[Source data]
--- start ---

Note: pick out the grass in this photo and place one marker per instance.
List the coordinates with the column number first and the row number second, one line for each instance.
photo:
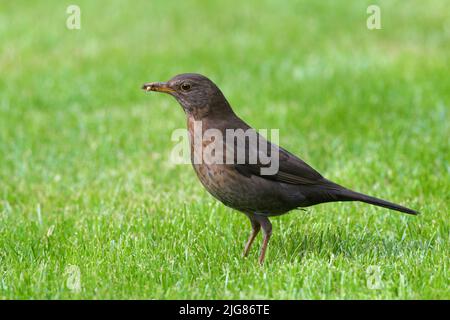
column 85, row 184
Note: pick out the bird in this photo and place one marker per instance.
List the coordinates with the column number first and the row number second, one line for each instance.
column 241, row 185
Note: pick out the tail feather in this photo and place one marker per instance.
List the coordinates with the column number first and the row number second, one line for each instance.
column 348, row 195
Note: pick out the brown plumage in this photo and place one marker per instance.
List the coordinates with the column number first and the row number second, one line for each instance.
column 242, row 186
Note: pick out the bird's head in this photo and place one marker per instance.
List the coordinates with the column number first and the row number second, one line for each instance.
column 198, row 95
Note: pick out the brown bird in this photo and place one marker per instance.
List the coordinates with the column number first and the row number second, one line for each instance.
column 242, row 185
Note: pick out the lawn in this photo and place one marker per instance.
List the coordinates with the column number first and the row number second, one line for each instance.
column 91, row 207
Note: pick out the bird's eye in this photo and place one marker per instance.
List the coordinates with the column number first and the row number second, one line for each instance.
column 185, row 86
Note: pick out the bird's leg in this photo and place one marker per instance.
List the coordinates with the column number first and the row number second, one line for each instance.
column 267, row 232
column 256, row 226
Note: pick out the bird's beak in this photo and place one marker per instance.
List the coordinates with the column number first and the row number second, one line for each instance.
column 157, row 86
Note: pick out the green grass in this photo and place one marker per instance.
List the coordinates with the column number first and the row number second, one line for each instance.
column 83, row 152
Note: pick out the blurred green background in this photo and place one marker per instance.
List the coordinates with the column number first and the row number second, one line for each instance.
column 90, row 207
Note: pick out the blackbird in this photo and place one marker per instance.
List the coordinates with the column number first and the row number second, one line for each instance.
column 242, row 185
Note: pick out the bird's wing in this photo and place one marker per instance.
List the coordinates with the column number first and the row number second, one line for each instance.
column 291, row 169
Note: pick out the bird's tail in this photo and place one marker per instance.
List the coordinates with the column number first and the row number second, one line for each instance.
column 349, row 195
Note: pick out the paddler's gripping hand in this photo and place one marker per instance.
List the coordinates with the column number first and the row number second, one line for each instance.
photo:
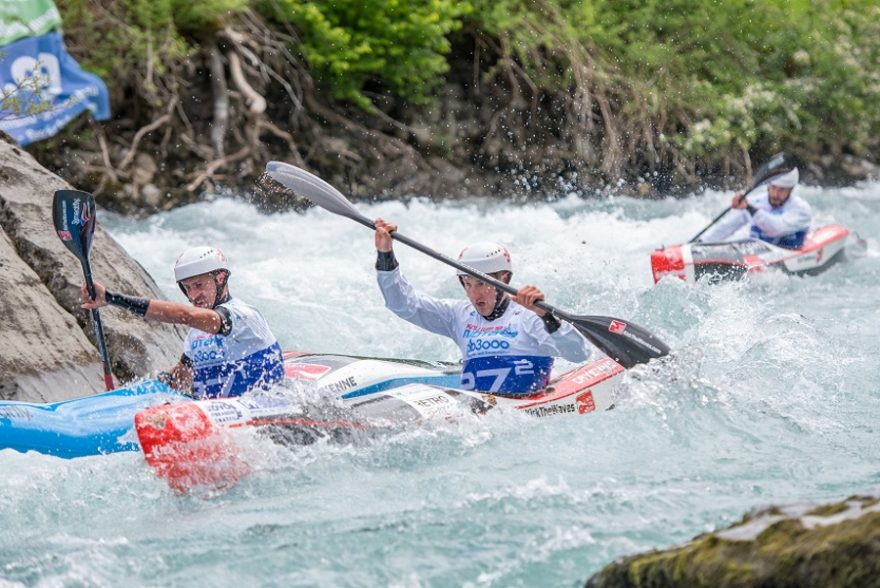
column 383, row 235
column 527, row 296
column 100, row 296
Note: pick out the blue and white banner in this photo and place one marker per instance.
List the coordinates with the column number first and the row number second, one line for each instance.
column 42, row 88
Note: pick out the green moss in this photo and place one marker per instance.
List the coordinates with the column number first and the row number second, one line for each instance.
column 828, row 510
column 784, row 555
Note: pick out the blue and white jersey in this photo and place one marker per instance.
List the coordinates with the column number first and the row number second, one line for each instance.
column 785, row 226
column 512, row 354
column 247, row 357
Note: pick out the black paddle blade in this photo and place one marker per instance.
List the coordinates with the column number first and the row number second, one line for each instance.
column 626, row 343
column 73, row 213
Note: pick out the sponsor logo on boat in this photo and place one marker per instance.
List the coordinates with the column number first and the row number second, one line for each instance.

--- end ---

*Task details*:
Pictures in the records should not appear in your copy, but everything else must be transcribed exactly.

*The reply*:
Note: pick out the grass in this photo and place one marker per instance.
List the coordinates with the column number first and the row number second, one line for each instance.
photo:
column 85, row 184
Note: pick out the bird in this photo and place one marker per instance.
List the coordinates with the column number first and the row number second, one line for each instance.
column 241, row 185
Note: pick out the tail feather in this photo and place one marker per instance.
List the coordinates with the column number first and the row number second, one line for each instance.
column 348, row 195
Note: pick out the brown plumage in this photo and place one marker per instance.
List the coordinates with the column number first and the row number second, one line for each instance.
column 242, row 186
Note: pick out the bird's head in this photo and place one marker per instance.
List the coordinates with the column number first and the row number second, one line for each instance.
column 198, row 95
Note: pick out the brown bird in this photo and place one marker per instance.
List the coordinates with the column number first and the row number second, one line for each instance.
column 242, row 185
Note: pick out the lawn in this photo and place one marker per instance.
List the coordinates with the column number first and the row number second, one line for each instance.
column 91, row 207
Note: pick out the bird's eye in this photo and place one marker per instance.
List the coordinates with the column number first and the row number second, one line for each instance.
column 185, row 86
Note: pick out the bird's leg in this photo and place one marker per instance.
List the coordinates with the column number first and the row number second, one line for each instance.
column 267, row 232
column 256, row 226
Note: pick out the bird's beak in this photo and place one marker per instance.
List the coordinates with the column number first and the row number second, one line for each instance.
column 157, row 86
Note: pick out the green grass in this photo and place one marker per instance.
List the coordinates with the column number first and the row number second, one line for each instance.
column 83, row 152
Note: pick out the blurred green background in this photo and place one marker per instance.
List the coordinates with the column number first and the row number second, one line for each instance.
column 90, row 207
Note: pick out the blackbird in this photo and place one marker per instance.
List the coordinates with the column number first and the row number second, one line for each instance.
column 242, row 185
Note: pick out the bird's wing in this photo and place one marker per instance.
List the coordinates with the column number first and the row number second, one line for each instance.
column 291, row 169
Note: pick out the bird's tail in this photo and place one marker per instance.
List the coordinates with the column number first and the row number second, one line for each instance.
column 349, row 195
Note: pick out the paddler's gripping hand in this photo and place one marker per instance.
List the coordinates with the column number first and the row number second, one line for each instance.
photo:
column 383, row 235
column 527, row 296
column 100, row 296
Note: pick out the blue and white banner in this photo and place one marker per instance.
List the coordinates with the column number first and the row number second, one line for each instance.
column 42, row 88
Note: pick out the green moss in this photo and place one marker per instance.
List the coordinates with the column number first and the row number second, one line for each instance.
column 828, row 510
column 784, row 555
Note: pick out the blue and white jersey in this photo and place one marker per instance.
List the coordinates with the column number first and the row number second, one line for each instance.
column 785, row 226
column 512, row 354
column 247, row 357
Note: pick out the black paddle blade in this photo and place one marker per instance.
List the coordinates with the column number first and the row number second, one line for each instance.
column 626, row 343
column 73, row 213
Note: pick out the sponsor logo on boat in this photo and place one marker per instance.
List the coordinates with the column number first and the row number second, one line for each instance.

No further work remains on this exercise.